== WHAT THE TASK REQUIRES ==
Reproduce exactly the span of lines beginning at the one with "Target: dry reed stalk" and ending at the last line of the data below, omitting pictures.

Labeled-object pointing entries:

* * * * * * * * *

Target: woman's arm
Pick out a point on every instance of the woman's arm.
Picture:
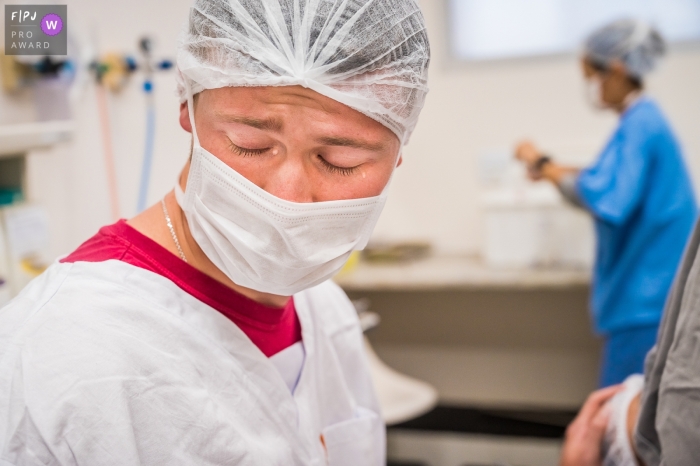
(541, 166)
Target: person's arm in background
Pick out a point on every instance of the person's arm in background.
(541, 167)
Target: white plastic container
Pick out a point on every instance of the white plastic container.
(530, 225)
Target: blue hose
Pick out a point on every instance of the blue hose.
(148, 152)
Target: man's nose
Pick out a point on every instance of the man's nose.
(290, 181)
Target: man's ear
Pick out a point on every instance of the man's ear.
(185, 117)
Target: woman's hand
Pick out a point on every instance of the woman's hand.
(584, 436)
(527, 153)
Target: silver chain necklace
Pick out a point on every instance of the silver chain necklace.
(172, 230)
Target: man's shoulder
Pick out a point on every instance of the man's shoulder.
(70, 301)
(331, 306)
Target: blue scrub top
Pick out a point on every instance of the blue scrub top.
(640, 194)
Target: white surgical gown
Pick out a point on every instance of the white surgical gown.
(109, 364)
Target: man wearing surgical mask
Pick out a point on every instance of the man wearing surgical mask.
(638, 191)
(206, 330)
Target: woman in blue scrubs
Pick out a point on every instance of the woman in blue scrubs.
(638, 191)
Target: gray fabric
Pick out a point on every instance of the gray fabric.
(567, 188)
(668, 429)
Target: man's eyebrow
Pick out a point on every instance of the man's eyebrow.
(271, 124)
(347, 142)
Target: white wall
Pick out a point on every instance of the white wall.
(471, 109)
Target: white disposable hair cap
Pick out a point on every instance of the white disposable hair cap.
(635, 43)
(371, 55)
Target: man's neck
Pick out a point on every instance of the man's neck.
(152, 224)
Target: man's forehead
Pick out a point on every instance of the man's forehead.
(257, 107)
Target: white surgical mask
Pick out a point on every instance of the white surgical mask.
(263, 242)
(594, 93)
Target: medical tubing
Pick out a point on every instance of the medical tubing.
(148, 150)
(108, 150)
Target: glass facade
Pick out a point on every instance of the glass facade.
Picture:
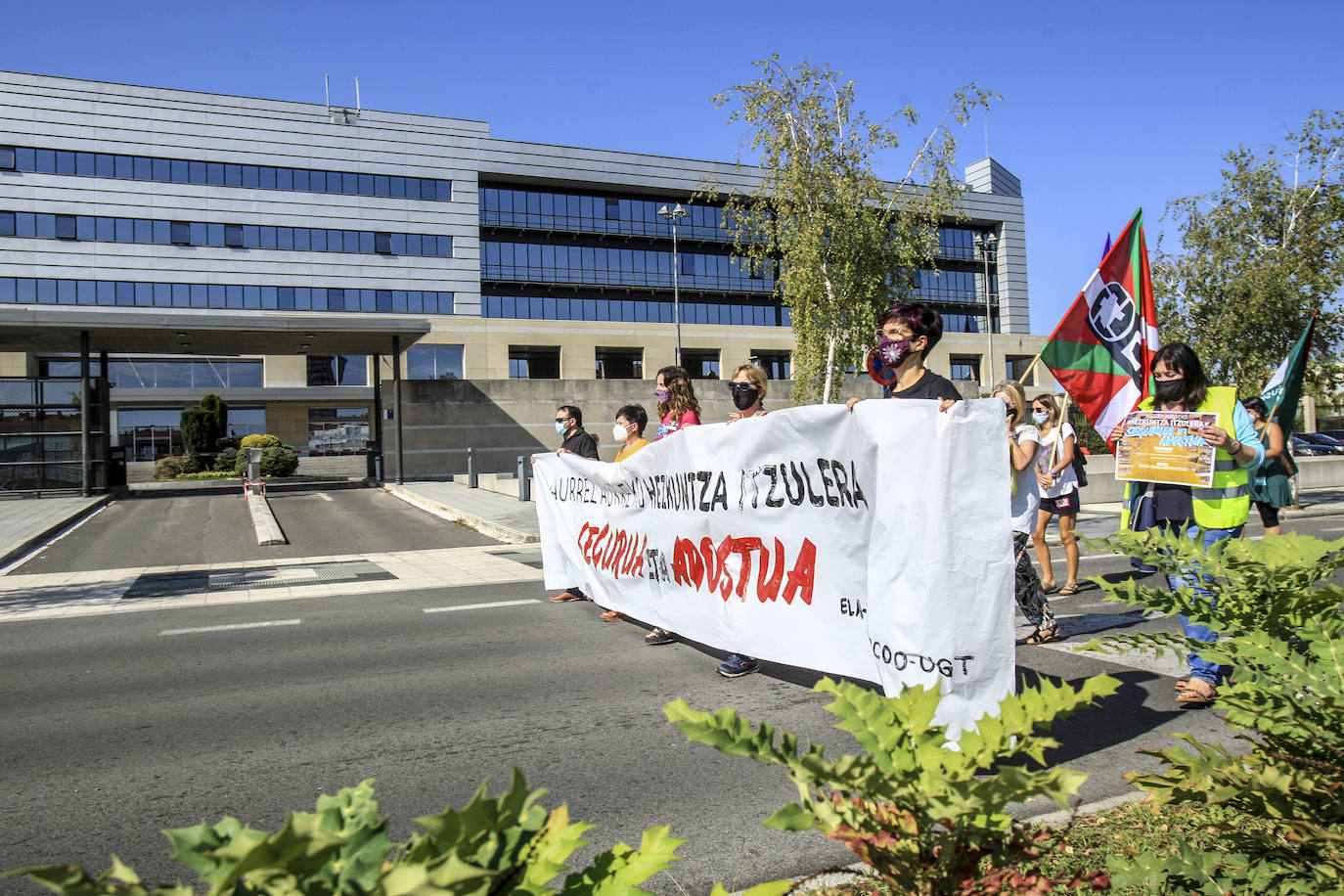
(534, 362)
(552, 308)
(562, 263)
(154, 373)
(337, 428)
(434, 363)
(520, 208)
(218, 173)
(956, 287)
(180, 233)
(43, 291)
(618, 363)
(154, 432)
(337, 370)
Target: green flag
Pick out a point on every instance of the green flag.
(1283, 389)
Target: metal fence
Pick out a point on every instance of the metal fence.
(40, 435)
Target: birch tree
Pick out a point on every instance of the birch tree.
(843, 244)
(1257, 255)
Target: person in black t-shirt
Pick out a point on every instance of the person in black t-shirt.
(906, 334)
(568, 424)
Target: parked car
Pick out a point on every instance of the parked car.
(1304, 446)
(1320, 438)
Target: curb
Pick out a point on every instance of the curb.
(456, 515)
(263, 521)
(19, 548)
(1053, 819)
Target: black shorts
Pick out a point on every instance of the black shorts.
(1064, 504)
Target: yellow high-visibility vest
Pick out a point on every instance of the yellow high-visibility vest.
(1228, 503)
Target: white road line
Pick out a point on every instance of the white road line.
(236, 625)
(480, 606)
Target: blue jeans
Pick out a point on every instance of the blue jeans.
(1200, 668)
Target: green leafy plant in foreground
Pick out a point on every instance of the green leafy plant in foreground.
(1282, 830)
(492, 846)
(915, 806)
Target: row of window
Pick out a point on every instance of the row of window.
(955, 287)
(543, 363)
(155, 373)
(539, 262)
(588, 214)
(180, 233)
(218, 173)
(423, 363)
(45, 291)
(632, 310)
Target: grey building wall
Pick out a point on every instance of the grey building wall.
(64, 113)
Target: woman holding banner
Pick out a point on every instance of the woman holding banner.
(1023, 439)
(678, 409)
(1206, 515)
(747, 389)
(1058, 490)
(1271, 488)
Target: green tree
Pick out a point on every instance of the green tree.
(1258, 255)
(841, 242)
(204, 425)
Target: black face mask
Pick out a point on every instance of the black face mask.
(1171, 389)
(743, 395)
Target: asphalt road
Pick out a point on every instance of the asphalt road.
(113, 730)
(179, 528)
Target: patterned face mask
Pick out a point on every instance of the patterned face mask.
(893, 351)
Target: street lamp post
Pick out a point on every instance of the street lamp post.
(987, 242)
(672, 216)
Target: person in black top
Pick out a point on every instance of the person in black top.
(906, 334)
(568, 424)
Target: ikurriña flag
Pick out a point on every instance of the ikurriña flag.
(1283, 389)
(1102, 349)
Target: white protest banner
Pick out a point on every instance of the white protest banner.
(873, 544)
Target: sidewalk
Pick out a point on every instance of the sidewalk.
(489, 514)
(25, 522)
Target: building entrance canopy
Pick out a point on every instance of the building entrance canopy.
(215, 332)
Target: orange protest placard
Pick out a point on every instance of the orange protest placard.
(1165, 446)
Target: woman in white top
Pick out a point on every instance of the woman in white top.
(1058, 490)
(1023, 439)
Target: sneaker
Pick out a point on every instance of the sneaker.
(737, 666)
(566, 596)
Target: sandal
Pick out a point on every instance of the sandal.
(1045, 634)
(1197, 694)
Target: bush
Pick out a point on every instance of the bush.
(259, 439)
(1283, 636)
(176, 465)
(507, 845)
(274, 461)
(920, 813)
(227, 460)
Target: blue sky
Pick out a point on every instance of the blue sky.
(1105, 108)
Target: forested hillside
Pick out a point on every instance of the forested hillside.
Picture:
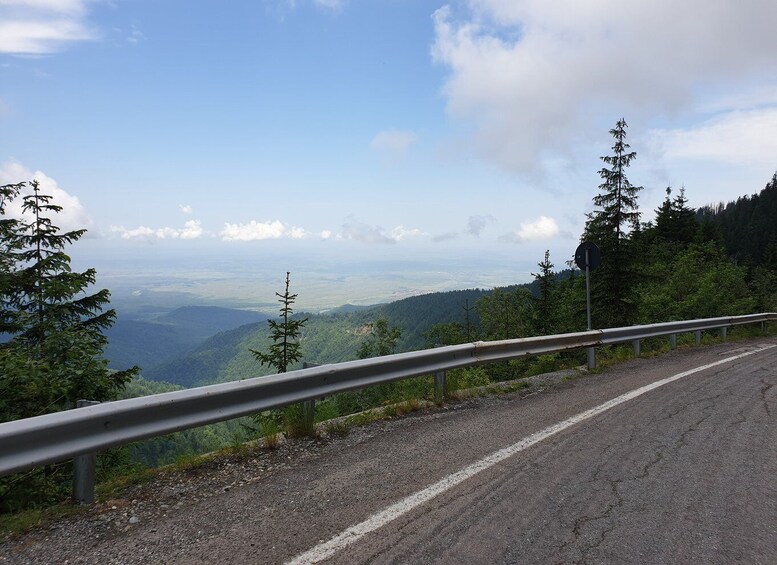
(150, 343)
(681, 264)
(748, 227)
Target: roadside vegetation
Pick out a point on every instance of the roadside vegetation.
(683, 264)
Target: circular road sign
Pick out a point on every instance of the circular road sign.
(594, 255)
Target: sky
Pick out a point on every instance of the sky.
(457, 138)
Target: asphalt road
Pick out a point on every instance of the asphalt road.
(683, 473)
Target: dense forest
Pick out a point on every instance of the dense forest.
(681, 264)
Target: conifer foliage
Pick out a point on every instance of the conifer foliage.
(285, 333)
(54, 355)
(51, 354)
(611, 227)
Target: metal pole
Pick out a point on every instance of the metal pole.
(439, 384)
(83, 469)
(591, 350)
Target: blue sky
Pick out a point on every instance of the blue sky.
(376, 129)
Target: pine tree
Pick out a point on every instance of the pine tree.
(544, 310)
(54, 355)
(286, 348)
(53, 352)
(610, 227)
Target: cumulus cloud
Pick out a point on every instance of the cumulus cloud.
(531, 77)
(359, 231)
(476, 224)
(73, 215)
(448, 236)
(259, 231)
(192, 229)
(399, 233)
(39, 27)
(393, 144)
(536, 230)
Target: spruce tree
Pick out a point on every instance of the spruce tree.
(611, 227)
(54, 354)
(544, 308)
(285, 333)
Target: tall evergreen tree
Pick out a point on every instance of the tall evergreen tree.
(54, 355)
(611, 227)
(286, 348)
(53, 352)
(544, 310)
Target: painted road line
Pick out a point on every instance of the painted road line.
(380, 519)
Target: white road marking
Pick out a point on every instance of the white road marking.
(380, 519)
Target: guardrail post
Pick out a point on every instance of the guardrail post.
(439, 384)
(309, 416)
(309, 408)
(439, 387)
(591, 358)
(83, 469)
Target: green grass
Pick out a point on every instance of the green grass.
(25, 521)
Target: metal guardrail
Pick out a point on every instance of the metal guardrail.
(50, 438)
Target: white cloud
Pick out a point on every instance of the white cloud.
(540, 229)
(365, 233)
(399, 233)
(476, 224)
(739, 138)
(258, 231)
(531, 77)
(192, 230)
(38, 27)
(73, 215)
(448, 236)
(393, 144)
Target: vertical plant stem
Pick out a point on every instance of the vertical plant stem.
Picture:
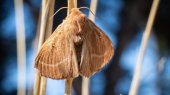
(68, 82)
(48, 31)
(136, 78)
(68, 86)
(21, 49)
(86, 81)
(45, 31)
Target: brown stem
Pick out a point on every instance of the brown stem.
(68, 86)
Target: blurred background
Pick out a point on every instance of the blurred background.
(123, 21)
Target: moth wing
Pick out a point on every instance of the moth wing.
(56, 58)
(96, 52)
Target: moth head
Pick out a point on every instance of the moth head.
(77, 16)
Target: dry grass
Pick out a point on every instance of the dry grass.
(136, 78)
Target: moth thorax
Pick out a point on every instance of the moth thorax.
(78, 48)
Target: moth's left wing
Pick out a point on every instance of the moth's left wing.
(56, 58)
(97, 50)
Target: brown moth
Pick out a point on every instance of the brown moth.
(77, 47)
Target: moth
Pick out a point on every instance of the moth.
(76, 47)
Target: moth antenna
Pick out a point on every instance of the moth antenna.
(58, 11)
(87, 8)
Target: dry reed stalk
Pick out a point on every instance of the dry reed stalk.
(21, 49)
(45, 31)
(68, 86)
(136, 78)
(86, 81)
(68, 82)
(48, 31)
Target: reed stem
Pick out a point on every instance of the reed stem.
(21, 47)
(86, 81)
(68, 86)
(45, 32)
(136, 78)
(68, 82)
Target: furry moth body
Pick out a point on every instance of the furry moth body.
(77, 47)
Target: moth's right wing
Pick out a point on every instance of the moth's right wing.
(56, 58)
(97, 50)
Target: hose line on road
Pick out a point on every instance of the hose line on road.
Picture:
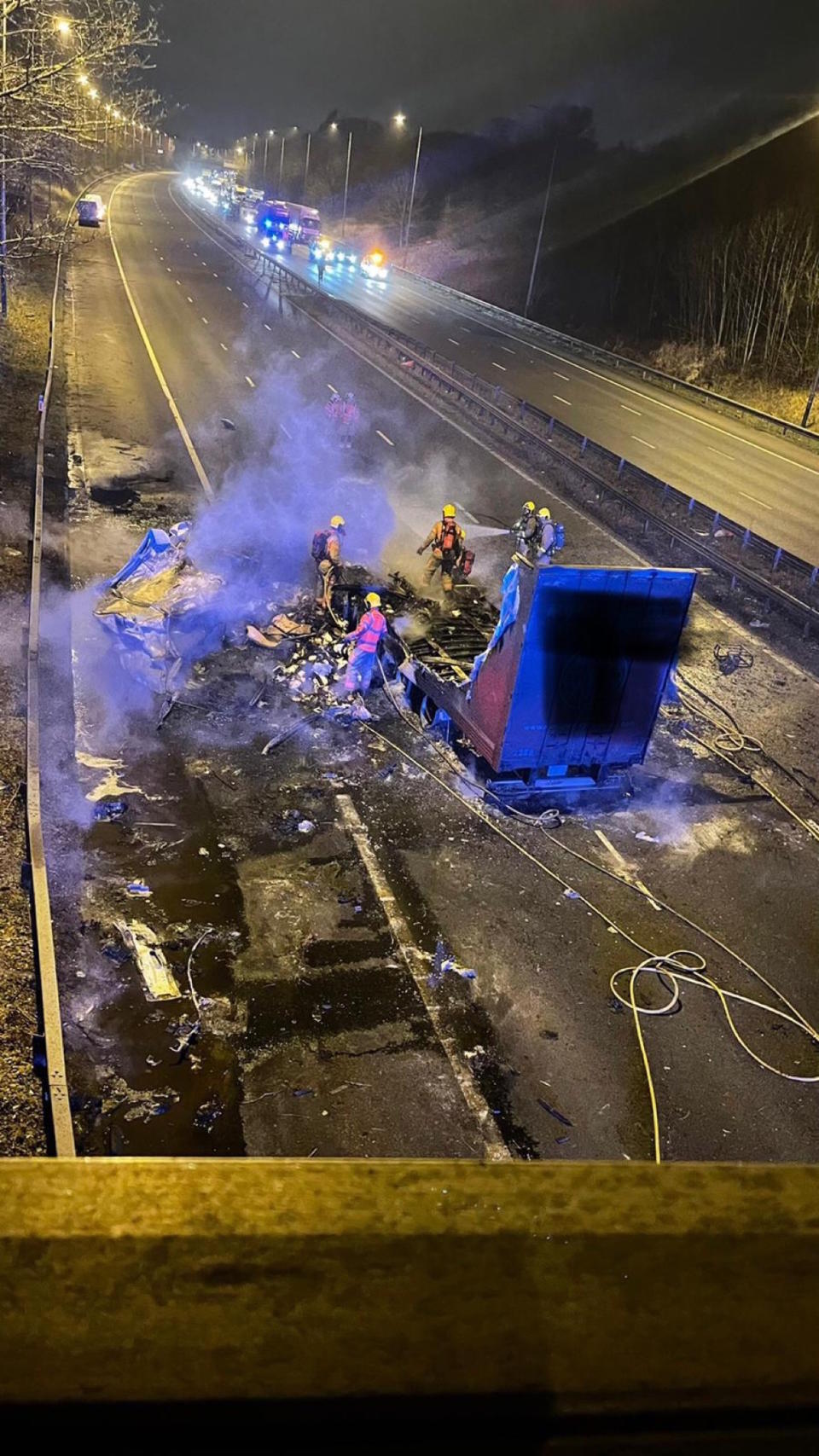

* * * * * * * * *

== FINAL RESULT ==
Target: dry reed stalk
Pick out a point on every instance of the dry reed stalk.
(21, 49)
(45, 31)
(68, 86)
(136, 78)
(86, 81)
(68, 82)
(48, 31)
Target: reed stem
Pick out a point on every instance of the reed stem.
(21, 47)
(86, 81)
(68, 86)
(45, 32)
(136, 78)
(68, 82)
Target: furry moth body
Pick out a point on every instance of the furry moth body.
(77, 47)
Target: moth's right wing
Pick out a point on every instance of the moth's right wing.
(56, 58)
(97, 50)
Target: hose line on road
Pick out a point on every instance of the hose line on road.
Picture:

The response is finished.